-- Begin --

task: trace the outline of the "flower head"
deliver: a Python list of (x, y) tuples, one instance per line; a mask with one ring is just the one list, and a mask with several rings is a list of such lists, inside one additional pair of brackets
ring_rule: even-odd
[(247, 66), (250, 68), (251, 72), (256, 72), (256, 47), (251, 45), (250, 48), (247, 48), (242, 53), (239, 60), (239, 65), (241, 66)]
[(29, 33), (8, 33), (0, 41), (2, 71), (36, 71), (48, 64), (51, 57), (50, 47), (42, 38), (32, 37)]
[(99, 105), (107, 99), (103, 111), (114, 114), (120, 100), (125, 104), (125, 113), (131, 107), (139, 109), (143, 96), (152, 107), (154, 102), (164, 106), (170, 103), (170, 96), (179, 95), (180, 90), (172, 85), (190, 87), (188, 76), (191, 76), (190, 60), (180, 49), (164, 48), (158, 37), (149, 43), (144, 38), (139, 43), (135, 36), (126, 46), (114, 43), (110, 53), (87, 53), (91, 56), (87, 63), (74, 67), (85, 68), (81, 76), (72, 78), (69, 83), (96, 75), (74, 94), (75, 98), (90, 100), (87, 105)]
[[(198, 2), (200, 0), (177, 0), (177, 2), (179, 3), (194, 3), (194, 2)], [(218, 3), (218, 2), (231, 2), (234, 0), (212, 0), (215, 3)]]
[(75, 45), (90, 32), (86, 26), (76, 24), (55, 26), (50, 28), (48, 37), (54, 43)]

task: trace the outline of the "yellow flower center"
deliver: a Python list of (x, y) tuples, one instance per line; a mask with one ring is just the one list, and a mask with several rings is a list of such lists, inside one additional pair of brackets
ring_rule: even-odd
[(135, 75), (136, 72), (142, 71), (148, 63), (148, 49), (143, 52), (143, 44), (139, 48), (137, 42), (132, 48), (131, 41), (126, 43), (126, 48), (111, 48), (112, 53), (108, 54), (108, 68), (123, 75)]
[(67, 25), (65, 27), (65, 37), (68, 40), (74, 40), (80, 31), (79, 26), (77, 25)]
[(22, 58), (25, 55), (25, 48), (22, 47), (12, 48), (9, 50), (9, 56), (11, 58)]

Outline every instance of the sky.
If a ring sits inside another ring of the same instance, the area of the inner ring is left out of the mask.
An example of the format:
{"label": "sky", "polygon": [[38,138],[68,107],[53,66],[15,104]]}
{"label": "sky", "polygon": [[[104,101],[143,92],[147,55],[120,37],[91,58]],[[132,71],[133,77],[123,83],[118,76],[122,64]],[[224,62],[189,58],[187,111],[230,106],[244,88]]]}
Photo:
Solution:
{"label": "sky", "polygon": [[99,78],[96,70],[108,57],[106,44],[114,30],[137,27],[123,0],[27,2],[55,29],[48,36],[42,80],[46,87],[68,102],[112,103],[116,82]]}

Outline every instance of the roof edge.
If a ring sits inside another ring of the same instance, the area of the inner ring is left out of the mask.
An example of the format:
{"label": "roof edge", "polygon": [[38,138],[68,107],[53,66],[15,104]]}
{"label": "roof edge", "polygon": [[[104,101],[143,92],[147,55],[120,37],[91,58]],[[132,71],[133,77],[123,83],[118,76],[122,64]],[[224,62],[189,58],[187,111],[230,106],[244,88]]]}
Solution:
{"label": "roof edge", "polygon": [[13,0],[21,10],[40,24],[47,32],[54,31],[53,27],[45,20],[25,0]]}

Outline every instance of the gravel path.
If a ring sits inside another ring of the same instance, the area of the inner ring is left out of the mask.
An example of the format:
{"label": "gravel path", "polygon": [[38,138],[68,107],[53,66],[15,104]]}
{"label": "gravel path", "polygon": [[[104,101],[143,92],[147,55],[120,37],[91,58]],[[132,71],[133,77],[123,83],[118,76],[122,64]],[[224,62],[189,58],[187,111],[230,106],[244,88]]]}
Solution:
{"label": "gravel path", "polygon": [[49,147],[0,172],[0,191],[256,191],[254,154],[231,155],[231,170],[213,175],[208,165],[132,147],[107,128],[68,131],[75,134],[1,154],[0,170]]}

-- End --

■ **Task statement**: Reproduce everything from the first of the rows down to the line containing "38), (32, 37)]", substituting "contour" for "outline" and leaving all else unchanged.

■ **Exercise response**:
task: trace the contour of the "flower head"
deliver: a Python list of (x, y) tuples, one instance per line; a mask with one ring is just the one list, and a mask with several rings is a list of such lists, inside one additional pair of brackets
ring_rule: even-odd
[(247, 66), (250, 68), (251, 72), (256, 72), (256, 47), (251, 45), (250, 48), (247, 48), (242, 53), (239, 60), (239, 65), (241, 66)]
[(29, 33), (8, 33), (0, 41), (2, 71), (36, 71), (48, 64), (51, 57), (50, 47), (42, 38), (32, 37)]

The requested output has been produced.